--- SOURCE PASSAGE Enclosed Below ---
Triage is not perfect! A friend of mine was taken to the emergency department at Fremantle Hospital in the morning after having a fall at work. He was left there by the other employee after being told to wait by the triage nurse. Many hours later (probably at least 7 hours) he was spotted sitting there by a nurse he knew. She realised that he had not responded when his name had been called and nobody had noticed him or that he was unconscious. She arranged for him to be seen immediatly and it was found that he had a non-visible head injury. He spent three days in hospital.

On another occasion, I took my late husband to Armadale Hospital because he could not urinate. He was in great discomfort but was told to wait. After some considerable time I could see that he was in agony but not wanting to make a fuss. Another talk with the triage nurse did get attention, but only because I told him to not hide his pain. The care he then received was excellent.

Sqweaky axles get the grease.



I too spent 3 and a half hours in extreme pain min Feb this year when I had for the first time in my like a kidney stone problem.
I believe it is know to be extremely painful but I just had to wait in queue no knowing that I was going to wait 3 1/2 hours. I just felt afterwards that I should at least have been given something to help me with the pain while waiting.

Talking with the staff I was told that while this was a brand new emergency department, it was already too small in terms of beds available.
--- End of Enclosed SOURCE PASSAGE ---
--- EXTRACTED ENTRIES Enclosed Below ---
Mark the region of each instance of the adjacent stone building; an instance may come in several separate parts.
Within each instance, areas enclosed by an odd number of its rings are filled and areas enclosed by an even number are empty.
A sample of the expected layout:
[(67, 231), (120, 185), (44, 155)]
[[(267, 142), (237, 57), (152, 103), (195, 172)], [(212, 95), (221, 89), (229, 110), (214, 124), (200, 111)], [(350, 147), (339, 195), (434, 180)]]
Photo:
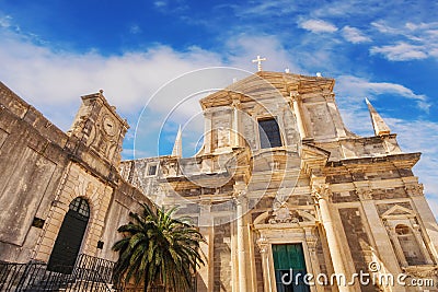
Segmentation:
[[(100, 93), (66, 133), (0, 83), (0, 260), (73, 265), (111, 250), (129, 210), (149, 202), (119, 175), (128, 129)], [(122, 223), (120, 223), (122, 222)]]
[[(348, 131), (334, 83), (257, 72), (200, 101), (194, 157), (178, 132), (172, 154), (122, 162), (128, 125), (102, 92), (82, 96), (65, 133), (0, 84), (0, 260), (115, 260), (117, 226), (151, 200), (178, 206), (206, 237), (197, 291), (435, 291), (396, 283), (436, 281), (438, 225), (412, 172), (420, 154), (402, 152), (369, 102), (376, 135)], [(360, 271), (395, 283), (330, 285)], [(299, 281), (286, 284), (290, 272)]]

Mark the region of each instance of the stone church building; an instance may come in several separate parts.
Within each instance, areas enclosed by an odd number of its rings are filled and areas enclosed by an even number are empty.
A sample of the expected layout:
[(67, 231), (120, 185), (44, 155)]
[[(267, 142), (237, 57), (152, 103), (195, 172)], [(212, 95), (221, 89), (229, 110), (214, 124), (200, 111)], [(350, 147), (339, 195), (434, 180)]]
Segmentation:
[(129, 126), (102, 92), (82, 96), (66, 133), (0, 84), (0, 260), (114, 261), (117, 226), (153, 201), (206, 238), (196, 291), (437, 291), (413, 284), (438, 283), (420, 153), (404, 153), (368, 101), (374, 136), (346, 129), (334, 84), (260, 71), (200, 100), (195, 156), (178, 132), (172, 154), (131, 161)]

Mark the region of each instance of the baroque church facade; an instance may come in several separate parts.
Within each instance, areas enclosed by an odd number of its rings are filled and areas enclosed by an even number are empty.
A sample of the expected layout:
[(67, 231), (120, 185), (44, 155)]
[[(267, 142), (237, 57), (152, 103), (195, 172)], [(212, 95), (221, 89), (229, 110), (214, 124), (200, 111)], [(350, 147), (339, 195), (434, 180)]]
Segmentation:
[(206, 238), (197, 291), (436, 291), (397, 281), (436, 282), (438, 225), (412, 172), (420, 153), (404, 153), (368, 101), (374, 136), (350, 132), (334, 83), (260, 71), (200, 100), (195, 156), (182, 157), (178, 132), (172, 154), (130, 161), (129, 126), (102, 92), (82, 96), (65, 133), (1, 84), (0, 260), (114, 261), (117, 226), (154, 202)]

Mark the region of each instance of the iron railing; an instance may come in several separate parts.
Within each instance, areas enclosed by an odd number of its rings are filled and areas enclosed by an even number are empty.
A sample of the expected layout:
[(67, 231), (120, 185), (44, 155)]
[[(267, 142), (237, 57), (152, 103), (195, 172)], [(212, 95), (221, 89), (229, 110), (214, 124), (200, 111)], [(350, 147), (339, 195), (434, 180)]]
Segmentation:
[[(0, 291), (96, 291), (111, 292), (114, 262), (80, 255), (74, 267), (55, 267), (47, 264), (0, 262)], [(62, 272), (66, 271), (66, 272)]]
[[(57, 266), (47, 269), (47, 264), (12, 264), (0, 261), (0, 292), (137, 292), (135, 288), (115, 289), (112, 284), (113, 261), (88, 255), (80, 255), (74, 267)], [(196, 277), (186, 292), (196, 292)], [(142, 289), (140, 289), (142, 291)], [(169, 292), (165, 288), (152, 288), (150, 292)]]

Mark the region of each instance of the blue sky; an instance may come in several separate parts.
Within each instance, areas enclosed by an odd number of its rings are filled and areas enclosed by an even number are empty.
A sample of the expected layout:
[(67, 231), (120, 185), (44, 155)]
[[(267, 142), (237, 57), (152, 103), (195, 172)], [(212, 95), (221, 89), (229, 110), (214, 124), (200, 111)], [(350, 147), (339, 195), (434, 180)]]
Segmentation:
[[(399, 133), (402, 149), (423, 152), (415, 172), (438, 214), (437, 11), (438, 2), (428, 0), (0, 0), (0, 80), (64, 130), (79, 96), (104, 89), (132, 126), (124, 150), (131, 157), (135, 125), (148, 101), (150, 120), (140, 137), (151, 142), (139, 156), (166, 154), (176, 125), (198, 116), (196, 100), (254, 72), (257, 55), (268, 59), (265, 70), (321, 72), (336, 79), (350, 130), (372, 135), (368, 97)], [(203, 74), (187, 72), (208, 67), (239, 70), (198, 89)], [(185, 95), (176, 94), (181, 86), (165, 95), (163, 85), (182, 74)], [(195, 89), (200, 93), (191, 95)], [(169, 114), (163, 104), (187, 96), (160, 131)], [(191, 132), (183, 138), (184, 147), (194, 148)]]

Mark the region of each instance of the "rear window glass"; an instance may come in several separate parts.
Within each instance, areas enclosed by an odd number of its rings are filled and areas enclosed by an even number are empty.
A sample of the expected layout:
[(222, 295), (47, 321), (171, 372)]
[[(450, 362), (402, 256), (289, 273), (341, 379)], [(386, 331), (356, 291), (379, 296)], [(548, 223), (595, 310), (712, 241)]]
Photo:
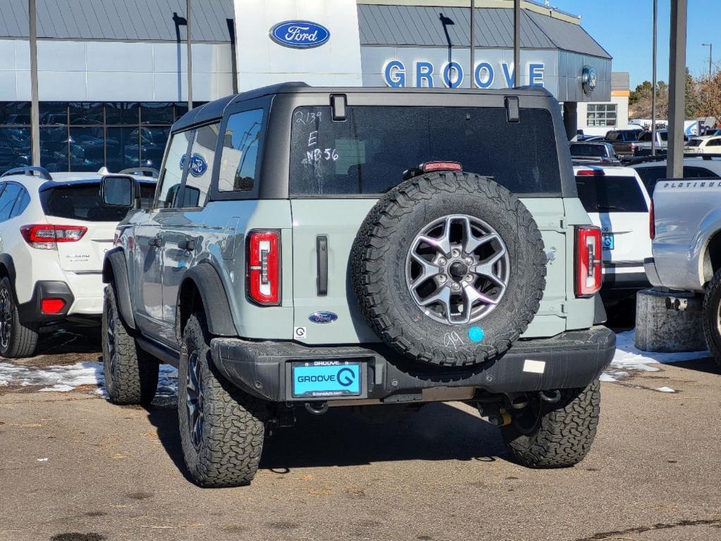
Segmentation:
[(635, 176), (576, 176), (578, 197), (589, 213), (645, 213)]
[(127, 208), (100, 204), (99, 182), (49, 188), (40, 192), (40, 201), (46, 215), (68, 220), (119, 222), (128, 213)]
[(291, 193), (382, 194), (407, 169), (434, 160), (460, 162), (515, 193), (559, 193), (551, 114), (520, 112), (521, 121), (510, 123), (503, 107), (354, 107), (336, 122), (329, 107), (299, 107), (293, 117)]
[(593, 158), (604, 158), (606, 148), (602, 145), (571, 145), (571, 156), (586, 156)]

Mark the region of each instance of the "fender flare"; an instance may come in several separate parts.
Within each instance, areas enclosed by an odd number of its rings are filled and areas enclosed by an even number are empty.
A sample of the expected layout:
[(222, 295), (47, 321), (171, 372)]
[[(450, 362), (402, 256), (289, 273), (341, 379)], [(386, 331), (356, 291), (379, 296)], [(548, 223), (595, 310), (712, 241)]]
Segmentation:
[(10, 279), (10, 284), (12, 285), (12, 294), (15, 297), (15, 303), (17, 303), (17, 294), (15, 292), (15, 262), (12, 260), (12, 256), (9, 254), (0, 254), (0, 267), (4, 268), (6, 274)]
[(179, 336), (180, 333), (182, 332), (182, 329), (180, 328), (180, 320), (179, 317), (180, 310), (182, 305), (182, 299), (190, 282), (195, 285), (200, 293), (203, 310), (205, 313), (205, 319), (208, 321), (208, 330), (211, 334), (216, 336), (238, 336), (238, 331), (233, 322), (230, 304), (228, 303), (228, 296), (226, 294), (225, 287), (223, 287), (223, 282), (221, 280), (220, 275), (215, 267), (208, 261), (195, 265), (185, 273), (180, 287), (178, 288), (177, 305), (178, 313), (176, 316), (177, 320), (176, 330)]
[(136, 330), (125, 253), (121, 247), (113, 248), (105, 254), (105, 259), (102, 262), (102, 282), (104, 284), (111, 285), (115, 289), (118, 309), (123, 322), (133, 331)]

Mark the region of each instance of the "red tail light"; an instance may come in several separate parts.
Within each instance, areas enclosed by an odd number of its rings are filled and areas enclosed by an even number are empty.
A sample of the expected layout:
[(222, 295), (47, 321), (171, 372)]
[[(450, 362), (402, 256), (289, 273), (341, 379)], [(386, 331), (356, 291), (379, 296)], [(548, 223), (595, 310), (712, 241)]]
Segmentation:
[(576, 228), (576, 296), (590, 297), (601, 290), (601, 229)]
[(648, 207), (648, 236), (653, 241), (656, 238), (656, 217), (653, 213), (653, 200), (651, 200), (651, 205)]
[(25, 242), (41, 250), (57, 250), (58, 242), (77, 242), (87, 232), (83, 225), (53, 225), (38, 223), (23, 225), (20, 233)]
[(248, 235), (248, 296), (267, 306), (280, 303), (280, 233), (251, 231)]
[(60, 313), (65, 308), (63, 299), (43, 299), (40, 302), (40, 311), (43, 313)]

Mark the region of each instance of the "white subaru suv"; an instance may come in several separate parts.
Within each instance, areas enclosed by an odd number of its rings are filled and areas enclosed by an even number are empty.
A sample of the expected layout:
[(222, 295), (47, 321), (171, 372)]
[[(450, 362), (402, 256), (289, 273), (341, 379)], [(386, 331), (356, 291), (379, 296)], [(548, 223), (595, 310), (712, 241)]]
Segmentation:
[[(99, 173), (107, 172), (99, 171)], [(123, 174), (125, 171), (123, 171)], [(32, 355), (41, 326), (102, 313), (102, 261), (127, 209), (104, 207), (102, 175), (42, 167), (0, 176), (0, 355)], [(154, 179), (135, 176), (140, 197)]]

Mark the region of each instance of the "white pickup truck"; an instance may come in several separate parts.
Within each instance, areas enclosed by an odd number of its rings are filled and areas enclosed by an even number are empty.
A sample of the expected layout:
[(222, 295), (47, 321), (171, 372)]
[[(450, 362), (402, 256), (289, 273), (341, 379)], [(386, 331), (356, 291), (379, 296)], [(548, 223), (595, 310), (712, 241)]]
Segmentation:
[(721, 179), (660, 180), (651, 212), (648, 280), (704, 295), (704, 332), (721, 364)]

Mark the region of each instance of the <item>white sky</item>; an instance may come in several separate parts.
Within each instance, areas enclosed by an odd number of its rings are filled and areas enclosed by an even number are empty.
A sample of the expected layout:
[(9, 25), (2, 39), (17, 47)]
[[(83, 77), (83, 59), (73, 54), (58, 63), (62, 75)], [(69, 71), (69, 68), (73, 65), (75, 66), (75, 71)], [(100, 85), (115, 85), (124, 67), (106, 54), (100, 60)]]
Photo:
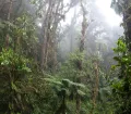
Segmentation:
[(122, 17), (116, 14), (114, 9), (110, 8), (111, 0), (97, 0), (96, 5), (102, 14), (105, 16), (107, 24), (110, 26), (119, 26)]

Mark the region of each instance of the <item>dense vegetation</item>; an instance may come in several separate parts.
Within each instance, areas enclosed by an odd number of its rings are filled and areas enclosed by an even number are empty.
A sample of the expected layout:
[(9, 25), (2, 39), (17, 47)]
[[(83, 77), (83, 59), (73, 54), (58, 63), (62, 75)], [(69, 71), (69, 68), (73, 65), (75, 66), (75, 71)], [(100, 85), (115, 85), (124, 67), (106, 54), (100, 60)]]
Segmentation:
[[(0, 0), (0, 114), (130, 114), (131, 2), (112, 0), (124, 29), (114, 52), (93, 4)], [(105, 33), (107, 46), (97, 41)]]

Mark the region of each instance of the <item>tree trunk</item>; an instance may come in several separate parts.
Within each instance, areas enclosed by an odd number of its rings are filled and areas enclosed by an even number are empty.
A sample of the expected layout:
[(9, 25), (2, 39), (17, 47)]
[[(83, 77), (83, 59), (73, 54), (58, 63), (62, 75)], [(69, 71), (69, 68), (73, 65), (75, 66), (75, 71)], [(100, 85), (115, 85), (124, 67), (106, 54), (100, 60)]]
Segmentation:
[[(86, 35), (86, 28), (87, 28), (87, 22), (86, 22), (86, 11), (83, 5), (83, 1), (81, 0), (81, 8), (83, 12), (83, 22), (82, 22), (82, 30), (81, 30), (81, 39), (80, 39), (80, 52), (84, 52), (84, 42), (85, 42), (85, 35)], [(79, 60), (79, 71), (80, 71), (80, 77), (78, 78), (78, 83), (81, 83), (81, 75), (83, 71), (83, 61)], [(79, 93), (76, 93), (76, 114), (80, 114), (81, 112), (81, 97)]]
[(123, 5), (123, 27), (124, 27), (124, 35), (126, 35), (126, 43), (128, 46), (129, 51), (131, 52), (131, 7), (130, 0), (124, 0)]

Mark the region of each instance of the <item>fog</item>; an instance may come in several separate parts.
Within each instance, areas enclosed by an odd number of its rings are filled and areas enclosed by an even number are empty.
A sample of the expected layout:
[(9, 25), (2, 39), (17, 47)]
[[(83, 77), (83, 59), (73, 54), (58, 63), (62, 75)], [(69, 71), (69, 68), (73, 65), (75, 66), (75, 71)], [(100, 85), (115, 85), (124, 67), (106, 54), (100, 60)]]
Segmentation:
[[(104, 52), (110, 53), (117, 39), (123, 34), (123, 28), (120, 27), (122, 17), (110, 8), (111, 0), (88, 1), (86, 3), (88, 27), (85, 50), (92, 53), (99, 51), (98, 47), (105, 47)], [(61, 34), (64, 34), (64, 37), (60, 42), (60, 50), (63, 56), (76, 49), (81, 23), (81, 7), (76, 4), (66, 14), (66, 20), (61, 21)]]

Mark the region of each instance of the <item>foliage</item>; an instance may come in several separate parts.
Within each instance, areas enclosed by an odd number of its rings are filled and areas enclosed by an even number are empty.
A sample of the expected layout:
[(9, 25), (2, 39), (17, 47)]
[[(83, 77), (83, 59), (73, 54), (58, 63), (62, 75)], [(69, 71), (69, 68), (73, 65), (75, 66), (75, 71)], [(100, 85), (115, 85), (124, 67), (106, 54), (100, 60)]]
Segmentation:
[(119, 77), (112, 81), (114, 105), (116, 114), (129, 114), (131, 112), (131, 54), (122, 39), (118, 40), (118, 46), (114, 49), (117, 56), (117, 65), (114, 68), (120, 68)]
[(31, 68), (28, 60), (11, 49), (0, 53), (0, 110), (1, 113), (29, 113), (32, 106), (26, 97), (26, 79)]

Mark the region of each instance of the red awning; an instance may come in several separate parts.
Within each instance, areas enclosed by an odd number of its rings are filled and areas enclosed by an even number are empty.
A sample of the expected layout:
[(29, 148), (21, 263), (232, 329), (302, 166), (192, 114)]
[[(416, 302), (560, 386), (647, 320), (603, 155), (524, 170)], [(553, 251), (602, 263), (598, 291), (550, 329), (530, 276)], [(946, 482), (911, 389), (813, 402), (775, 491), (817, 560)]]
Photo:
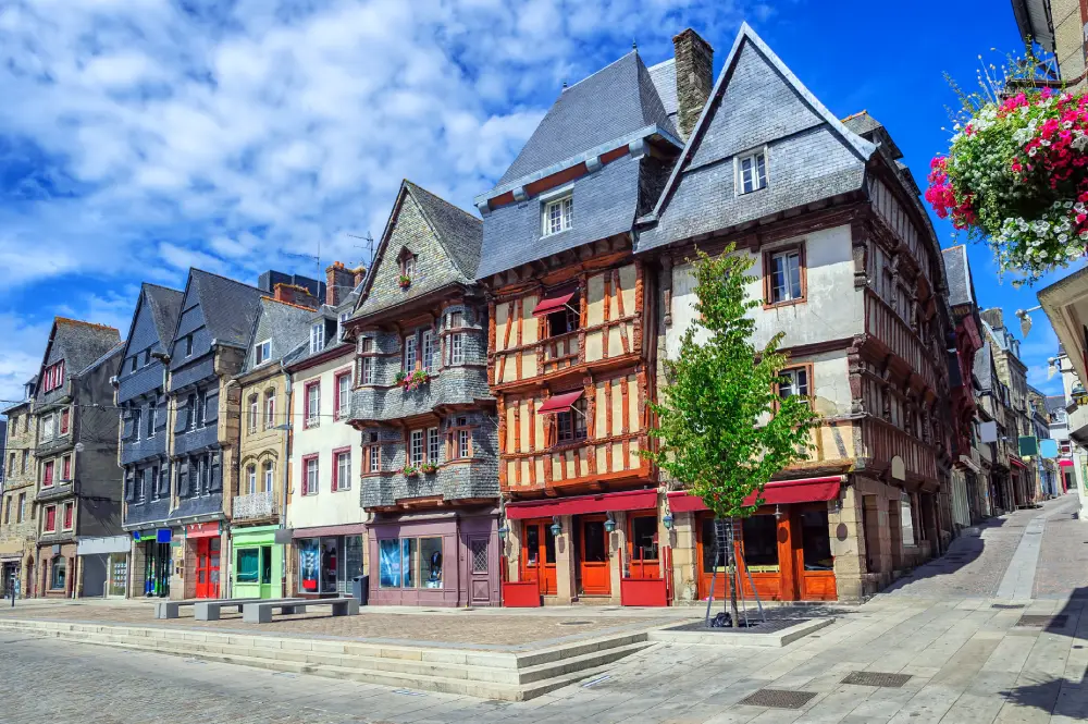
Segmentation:
[(553, 515), (582, 515), (609, 511), (645, 511), (657, 507), (656, 490), (627, 490), (619, 493), (579, 495), (561, 500), (524, 501), (507, 503), (507, 520), (551, 518)]
[(537, 415), (546, 415), (547, 413), (566, 413), (570, 409), (570, 406), (578, 402), (578, 398), (582, 396), (584, 390), (578, 390), (577, 392), (564, 392), (560, 395), (552, 395), (544, 401), (544, 404), (536, 408)]
[[(800, 480), (772, 480), (763, 489), (764, 505), (834, 500), (839, 496), (841, 484), (842, 476), (838, 475)], [(744, 500), (744, 503), (751, 505), (755, 500), (755, 494), (752, 494)], [(683, 490), (673, 490), (669, 493), (669, 510), (672, 513), (690, 513), (705, 511), (707, 507), (702, 498), (696, 498)]]
[(533, 309), (533, 317), (551, 315), (553, 311), (562, 309), (576, 294), (578, 294), (577, 286), (560, 286), (559, 289), (552, 290), (536, 303), (536, 307)]

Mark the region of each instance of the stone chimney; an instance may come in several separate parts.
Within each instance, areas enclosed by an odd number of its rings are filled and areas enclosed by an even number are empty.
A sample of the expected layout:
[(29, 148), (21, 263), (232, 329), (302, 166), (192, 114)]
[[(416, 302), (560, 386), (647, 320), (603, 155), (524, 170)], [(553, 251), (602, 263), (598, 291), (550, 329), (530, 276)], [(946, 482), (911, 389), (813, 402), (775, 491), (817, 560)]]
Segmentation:
[(982, 318), (984, 322), (993, 329), (1001, 329), (1005, 326), (1005, 315), (1001, 307), (990, 307), (989, 309), (984, 309), (978, 312), (978, 316)]
[(355, 285), (356, 286), (358, 286), (359, 284), (362, 284), (364, 281), (367, 281), (367, 268), (363, 267), (361, 263), (358, 267), (356, 267), (355, 269), (353, 269), (351, 273), (355, 274)]
[(714, 48), (690, 27), (672, 38), (677, 59), (677, 122), (688, 140), (714, 88)]
[(276, 302), (294, 304), (308, 309), (318, 308), (318, 297), (310, 293), (310, 290), (297, 284), (279, 283), (272, 290), (272, 298)]
[(333, 261), (325, 269), (325, 304), (330, 307), (338, 307), (344, 302), (344, 297), (355, 289), (353, 281), (355, 281), (355, 274), (351, 273), (351, 270), (345, 269), (343, 261)]

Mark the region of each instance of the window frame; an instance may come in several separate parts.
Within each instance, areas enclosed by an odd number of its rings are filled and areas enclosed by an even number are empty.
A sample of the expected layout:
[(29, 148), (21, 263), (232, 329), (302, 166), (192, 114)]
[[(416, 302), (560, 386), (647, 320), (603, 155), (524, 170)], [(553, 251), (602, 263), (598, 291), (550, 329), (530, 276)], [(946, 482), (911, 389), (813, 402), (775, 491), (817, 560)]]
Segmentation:
[[(733, 173), (734, 173), (733, 188), (735, 192), (734, 193), (735, 196), (747, 196), (749, 194), (754, 194), (757, 191), (763, 191), (768, 186), (770, 186), (770, 154), (768, 152), (768, 150), (769, 148), (766, 145), (764, 145), (761, 146), (759, 148), (753, 148), (749, 151), (745, 151), (743, 154), (738, 154), (737, 156), (733, 157), (735, 159), (733, 165)], [(762, 180), (763, 185), (757, 185), (761, 181), (758, 176), (758, 159), (761, 157), (763, 158), (763, 180)], [(752, 171), (753, 174), (755, 174), (755, 176), (753, 179), (752, 188), (745, 189), (744, 161), (747, 161), (749, 159), (753, 160)]]
[[(795, 244), (776, 246), (772, 249), (765, 249), (763, 253), (763, 308), (788, 307), (794, 304), (805, 304), (808, 302), (808, 261), (807, 243), (802, 241)], [(798, 272), (801, 279), (801, 295), (790, 299), (774, 300), (774, 268), (775, 258), (783, 254), (798, 255)], [(789, 280), (787, 280), (789, 286)], [(791, 291), (792, 294), (792, 291)]]

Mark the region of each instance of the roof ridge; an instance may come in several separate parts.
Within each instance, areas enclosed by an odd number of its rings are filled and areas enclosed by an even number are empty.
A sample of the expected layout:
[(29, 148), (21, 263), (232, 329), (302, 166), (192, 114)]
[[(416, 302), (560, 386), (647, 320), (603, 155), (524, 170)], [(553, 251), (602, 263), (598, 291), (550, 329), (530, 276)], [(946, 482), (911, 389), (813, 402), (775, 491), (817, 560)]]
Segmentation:
[(590, 78), (592, 78), (597, 73), (605, 72), (606, 70), (608, 70), (609, 68), (611, 68), (613, 65), (615, 65), (616, 63), (620, 62), (621, 60), (623, 60), (625, 58), (627, 58), (628, 56), (630, 56), (632, 53), (635, 54), (635, 56), (638, 56), (639, 51), (638, 50), (633, 50), (633, 49), (632, 50), (628, 50), (626, 53), (623, 53), (622, 56), (620, 56), (619, 58), (617, 58), (613, 62), (608, 63), (607, 65), (602, 65), (597, 70), (595, 70), (592, 73), (590, 73), (589, 75), (586, 75), (581, 81), (576, 81), (574, 83), (571, 83), (570, 85), (568, 85), (566, 88), (562, 89), (562, 91), (559, 94), (559, 96), (562, 97), (562, 94), (567, 93), (568, 90), (570, 90), (571, 88), (573, 88), (574, 86), (577, 86), (579, 83), (583, 83), (585, 81), (589, 81)]

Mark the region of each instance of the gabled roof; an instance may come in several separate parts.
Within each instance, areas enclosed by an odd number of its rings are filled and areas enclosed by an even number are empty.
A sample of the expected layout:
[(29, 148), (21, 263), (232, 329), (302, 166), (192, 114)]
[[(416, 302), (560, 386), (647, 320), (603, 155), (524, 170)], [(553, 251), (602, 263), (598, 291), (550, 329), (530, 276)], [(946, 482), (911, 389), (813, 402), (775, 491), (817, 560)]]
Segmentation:
[(264, 292), (202, 269), (189, 269), (186, 289), (189, 286), (196, 289), (209, 336), (218, 342), (245, 346)]
[(949, 283), (949, 304), (975, 304), (975, 283), (970, 278), (967, 247), (960, 244), (941, 251), (944, 257), (944, 275)]
[[(735, 195), (732, 163), (722, 161), (770, 143), (781, 146), (777, 156), (770, 152), (776, 181)], [(743, 23), (654, 212), (643, 220), (657, 224), (641, 233), (638, 250), (861, 191), (875, 152)], [(819, 162), (803, 162), (809, 158)]]
[[(665, 72), (659, 70), (658, 75)], [(679, 137), (658, 86), (632, 50), (562, 90), (498, 186), (654, 125)]]
[[(428, 233), (430, 232), (430, 233)], [(474, 284), (483, 222), (410, 181), (400, 184), (390, 219), (360, 289), (353, 317), (361, 317), (418, 298), (449, 284)], [(417, 278), (400, 289), (399, 255), (417, 257)]]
--- End of Enclosed EXTRACTED ENTRIES ---
* TASK *
Answer these questions from the source passage:
(a) How many days did the friend spend in hospital after the head injury was found?
(b) Which hospital did the writer take the late husband to?
(c) How long did the writer wait with the kidney stone problem?

* ANSWER FOR THE TASK *
(a) Three days.
(b) Armadale Hospital.
(c) Three and a half hours.